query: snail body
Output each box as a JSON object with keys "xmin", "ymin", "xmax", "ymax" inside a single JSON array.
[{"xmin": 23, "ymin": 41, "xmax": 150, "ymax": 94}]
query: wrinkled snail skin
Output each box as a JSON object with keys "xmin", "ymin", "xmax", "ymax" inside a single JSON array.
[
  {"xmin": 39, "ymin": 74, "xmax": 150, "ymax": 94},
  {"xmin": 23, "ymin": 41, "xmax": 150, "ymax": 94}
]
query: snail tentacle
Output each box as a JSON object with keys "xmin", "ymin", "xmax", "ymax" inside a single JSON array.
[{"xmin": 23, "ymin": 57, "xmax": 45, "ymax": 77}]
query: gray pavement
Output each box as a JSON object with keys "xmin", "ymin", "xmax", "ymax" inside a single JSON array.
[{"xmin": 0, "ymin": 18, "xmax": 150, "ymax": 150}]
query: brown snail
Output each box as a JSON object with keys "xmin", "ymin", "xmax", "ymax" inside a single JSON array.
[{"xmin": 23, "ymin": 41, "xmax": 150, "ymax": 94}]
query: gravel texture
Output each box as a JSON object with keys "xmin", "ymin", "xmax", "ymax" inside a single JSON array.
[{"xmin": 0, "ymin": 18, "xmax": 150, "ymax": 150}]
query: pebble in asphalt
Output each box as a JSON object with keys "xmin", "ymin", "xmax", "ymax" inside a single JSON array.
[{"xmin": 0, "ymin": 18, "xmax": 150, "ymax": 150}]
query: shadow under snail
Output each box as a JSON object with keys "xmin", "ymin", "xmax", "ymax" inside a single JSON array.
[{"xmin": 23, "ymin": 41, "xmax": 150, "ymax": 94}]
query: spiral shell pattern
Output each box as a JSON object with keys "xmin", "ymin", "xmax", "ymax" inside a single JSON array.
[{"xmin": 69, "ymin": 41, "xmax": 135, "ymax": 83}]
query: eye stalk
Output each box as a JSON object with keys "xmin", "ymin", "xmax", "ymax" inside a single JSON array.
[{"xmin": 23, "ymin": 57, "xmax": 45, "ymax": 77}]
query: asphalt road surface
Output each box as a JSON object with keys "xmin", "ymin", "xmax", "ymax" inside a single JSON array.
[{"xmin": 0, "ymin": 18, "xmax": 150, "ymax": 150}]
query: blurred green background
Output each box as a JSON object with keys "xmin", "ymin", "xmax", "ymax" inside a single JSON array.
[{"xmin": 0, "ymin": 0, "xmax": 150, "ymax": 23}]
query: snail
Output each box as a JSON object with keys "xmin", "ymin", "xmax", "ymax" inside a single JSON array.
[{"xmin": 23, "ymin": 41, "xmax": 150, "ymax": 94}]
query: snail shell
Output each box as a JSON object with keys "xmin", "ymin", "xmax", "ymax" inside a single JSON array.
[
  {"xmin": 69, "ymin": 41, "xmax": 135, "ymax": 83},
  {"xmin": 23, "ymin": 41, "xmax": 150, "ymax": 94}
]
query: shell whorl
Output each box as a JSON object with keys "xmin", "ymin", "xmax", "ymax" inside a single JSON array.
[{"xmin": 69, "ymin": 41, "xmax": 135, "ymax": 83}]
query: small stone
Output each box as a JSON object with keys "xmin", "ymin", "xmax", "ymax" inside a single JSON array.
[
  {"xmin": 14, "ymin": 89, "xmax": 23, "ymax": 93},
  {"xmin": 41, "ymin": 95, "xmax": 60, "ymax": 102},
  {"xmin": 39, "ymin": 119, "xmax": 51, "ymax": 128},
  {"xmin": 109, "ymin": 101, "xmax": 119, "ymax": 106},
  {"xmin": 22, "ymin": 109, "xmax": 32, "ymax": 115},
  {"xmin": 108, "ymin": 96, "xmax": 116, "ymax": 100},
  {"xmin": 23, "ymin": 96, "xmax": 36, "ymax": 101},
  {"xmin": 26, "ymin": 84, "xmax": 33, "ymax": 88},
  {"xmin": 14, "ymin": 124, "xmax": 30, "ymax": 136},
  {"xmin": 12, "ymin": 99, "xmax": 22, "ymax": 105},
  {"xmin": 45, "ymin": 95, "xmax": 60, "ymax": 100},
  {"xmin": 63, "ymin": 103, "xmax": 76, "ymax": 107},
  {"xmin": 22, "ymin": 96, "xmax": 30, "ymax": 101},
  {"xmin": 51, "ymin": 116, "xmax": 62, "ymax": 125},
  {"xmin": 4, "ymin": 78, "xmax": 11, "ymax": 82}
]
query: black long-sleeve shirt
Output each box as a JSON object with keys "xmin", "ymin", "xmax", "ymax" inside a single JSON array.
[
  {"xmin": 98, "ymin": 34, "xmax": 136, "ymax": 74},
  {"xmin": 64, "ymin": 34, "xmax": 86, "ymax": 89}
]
***
PROMPT - In the data above, copy every line where the string "asphalt" appears.

EXERCISE ANSWER -
query: pebble in asphalt
query: asphalt road surface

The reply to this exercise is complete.